***** DATA RECORDS *****

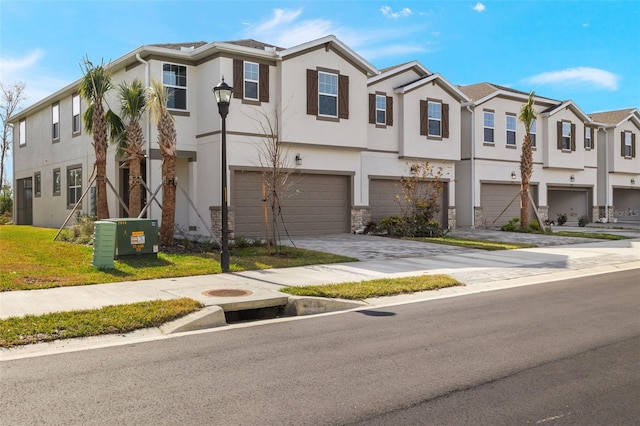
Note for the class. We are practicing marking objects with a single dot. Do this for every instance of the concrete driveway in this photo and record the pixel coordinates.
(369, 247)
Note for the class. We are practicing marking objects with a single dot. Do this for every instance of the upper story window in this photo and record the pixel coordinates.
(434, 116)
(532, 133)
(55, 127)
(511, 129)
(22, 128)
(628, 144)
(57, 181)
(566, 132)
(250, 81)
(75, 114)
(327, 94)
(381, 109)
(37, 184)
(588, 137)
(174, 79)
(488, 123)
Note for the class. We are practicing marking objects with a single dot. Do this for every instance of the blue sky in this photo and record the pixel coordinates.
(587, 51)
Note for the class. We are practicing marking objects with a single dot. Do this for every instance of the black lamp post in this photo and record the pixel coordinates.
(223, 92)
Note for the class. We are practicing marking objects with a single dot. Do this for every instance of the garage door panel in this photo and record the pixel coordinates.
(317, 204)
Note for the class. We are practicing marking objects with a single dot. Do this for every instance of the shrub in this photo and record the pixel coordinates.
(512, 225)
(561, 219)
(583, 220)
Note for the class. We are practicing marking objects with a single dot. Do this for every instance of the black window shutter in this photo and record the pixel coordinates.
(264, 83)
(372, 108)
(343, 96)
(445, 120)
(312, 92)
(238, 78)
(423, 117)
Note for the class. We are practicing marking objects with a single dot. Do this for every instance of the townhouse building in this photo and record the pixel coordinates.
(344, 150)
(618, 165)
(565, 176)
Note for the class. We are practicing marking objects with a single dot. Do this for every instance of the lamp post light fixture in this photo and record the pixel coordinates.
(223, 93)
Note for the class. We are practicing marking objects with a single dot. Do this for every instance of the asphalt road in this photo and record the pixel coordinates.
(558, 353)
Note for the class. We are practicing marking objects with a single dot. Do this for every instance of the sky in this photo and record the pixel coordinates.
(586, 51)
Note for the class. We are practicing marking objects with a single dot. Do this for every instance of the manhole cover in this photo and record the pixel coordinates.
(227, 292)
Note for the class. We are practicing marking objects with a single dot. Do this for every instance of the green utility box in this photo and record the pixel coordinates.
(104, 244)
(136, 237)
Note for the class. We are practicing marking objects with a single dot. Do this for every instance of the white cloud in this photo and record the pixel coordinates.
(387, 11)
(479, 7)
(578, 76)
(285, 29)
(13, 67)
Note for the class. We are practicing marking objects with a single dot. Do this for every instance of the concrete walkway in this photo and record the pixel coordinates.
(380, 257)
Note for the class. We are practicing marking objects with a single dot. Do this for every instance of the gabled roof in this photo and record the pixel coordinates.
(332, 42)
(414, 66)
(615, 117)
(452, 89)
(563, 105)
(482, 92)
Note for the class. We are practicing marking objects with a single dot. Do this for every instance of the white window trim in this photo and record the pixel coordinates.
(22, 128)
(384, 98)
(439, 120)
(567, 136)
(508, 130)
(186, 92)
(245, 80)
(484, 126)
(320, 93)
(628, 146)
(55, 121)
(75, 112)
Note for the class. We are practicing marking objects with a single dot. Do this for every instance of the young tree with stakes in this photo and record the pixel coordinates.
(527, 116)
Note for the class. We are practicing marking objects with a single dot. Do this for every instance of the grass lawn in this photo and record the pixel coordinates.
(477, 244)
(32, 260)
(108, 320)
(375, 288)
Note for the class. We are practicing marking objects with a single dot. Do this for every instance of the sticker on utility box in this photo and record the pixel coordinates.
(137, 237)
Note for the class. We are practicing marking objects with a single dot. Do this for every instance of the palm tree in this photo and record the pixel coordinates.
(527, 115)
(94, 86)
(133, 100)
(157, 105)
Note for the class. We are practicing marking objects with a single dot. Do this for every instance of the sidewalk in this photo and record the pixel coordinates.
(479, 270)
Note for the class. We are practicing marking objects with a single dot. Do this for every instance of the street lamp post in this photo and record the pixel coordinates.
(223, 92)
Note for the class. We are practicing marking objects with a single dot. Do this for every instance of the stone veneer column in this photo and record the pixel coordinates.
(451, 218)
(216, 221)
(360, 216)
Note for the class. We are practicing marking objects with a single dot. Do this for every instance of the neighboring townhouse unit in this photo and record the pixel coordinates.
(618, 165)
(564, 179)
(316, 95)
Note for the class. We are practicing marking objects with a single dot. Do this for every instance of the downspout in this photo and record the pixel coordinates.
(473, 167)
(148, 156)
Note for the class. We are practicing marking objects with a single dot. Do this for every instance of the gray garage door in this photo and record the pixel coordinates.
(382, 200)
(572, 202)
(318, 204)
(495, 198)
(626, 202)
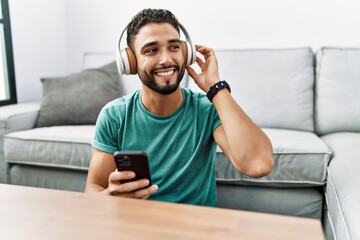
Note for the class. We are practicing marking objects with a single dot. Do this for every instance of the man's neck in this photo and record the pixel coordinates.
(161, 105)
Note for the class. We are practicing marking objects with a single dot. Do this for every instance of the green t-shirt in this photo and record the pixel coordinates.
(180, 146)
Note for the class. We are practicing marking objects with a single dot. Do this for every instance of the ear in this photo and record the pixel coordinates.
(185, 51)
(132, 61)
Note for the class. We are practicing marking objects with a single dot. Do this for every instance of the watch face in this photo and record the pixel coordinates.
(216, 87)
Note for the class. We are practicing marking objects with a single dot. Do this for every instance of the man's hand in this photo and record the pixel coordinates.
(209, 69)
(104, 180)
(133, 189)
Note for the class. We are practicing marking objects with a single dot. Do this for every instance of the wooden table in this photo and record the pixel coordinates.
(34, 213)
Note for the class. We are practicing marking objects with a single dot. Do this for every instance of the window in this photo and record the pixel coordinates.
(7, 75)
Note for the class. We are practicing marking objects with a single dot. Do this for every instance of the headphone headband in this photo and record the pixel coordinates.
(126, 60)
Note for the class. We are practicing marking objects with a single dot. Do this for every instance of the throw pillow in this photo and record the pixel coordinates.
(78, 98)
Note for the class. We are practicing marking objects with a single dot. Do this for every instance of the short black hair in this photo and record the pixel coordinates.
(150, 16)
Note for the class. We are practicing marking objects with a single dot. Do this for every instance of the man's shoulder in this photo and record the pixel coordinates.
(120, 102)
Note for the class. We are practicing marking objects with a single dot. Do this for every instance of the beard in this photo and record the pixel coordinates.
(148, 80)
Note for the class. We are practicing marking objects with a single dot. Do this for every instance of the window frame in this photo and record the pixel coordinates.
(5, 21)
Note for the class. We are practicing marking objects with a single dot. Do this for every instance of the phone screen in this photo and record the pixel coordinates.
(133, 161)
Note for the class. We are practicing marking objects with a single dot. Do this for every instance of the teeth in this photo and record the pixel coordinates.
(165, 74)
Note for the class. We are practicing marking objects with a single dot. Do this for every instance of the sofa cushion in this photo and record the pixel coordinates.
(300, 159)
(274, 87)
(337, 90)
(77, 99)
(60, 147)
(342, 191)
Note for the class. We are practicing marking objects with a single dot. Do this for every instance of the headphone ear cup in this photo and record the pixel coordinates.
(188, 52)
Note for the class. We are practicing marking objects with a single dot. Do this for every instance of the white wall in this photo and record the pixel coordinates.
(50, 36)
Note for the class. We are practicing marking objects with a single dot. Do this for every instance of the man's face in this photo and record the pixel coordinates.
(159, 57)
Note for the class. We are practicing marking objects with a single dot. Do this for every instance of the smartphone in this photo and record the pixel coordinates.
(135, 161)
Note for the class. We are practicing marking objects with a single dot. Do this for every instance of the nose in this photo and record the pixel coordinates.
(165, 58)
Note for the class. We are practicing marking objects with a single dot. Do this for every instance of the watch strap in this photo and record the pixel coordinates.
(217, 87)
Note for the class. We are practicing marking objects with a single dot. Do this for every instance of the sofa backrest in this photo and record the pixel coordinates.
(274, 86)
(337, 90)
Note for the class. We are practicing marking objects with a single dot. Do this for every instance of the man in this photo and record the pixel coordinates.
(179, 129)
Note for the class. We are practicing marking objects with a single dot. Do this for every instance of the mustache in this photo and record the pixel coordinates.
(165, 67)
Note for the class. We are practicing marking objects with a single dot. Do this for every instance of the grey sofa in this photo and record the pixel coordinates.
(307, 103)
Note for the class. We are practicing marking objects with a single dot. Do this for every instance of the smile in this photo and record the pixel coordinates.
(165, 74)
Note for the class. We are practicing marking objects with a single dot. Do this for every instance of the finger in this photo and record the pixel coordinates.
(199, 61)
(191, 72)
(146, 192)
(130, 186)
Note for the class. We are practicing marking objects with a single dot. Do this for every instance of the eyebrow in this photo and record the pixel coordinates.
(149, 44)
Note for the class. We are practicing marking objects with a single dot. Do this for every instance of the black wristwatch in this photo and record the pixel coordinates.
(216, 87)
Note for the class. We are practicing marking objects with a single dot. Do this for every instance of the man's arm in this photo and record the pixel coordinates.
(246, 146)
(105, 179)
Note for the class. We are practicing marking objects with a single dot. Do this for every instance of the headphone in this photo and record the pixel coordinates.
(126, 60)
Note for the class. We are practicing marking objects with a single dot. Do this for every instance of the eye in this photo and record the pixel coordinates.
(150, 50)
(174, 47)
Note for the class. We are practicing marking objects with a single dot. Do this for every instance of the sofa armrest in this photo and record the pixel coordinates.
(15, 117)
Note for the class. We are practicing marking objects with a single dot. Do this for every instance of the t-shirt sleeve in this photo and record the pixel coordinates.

*****

* TASK PROMPT
Only the line containing "the sofa armrest" and the lines after it, through the end of the data, should be copied, exactly as they are.

* SOLUTION TO THE EXERCISE
Note for the class. We are practicing marking objects with a single dot. Do this for every instance of the sofa armrest in this photo and record the pixel coordinates.
(15, 117)
Note for the class. We are practicing marking objects with a single dot. Do this for every instance of the t-shirt sleeve in this photo and record the pixel coordinates.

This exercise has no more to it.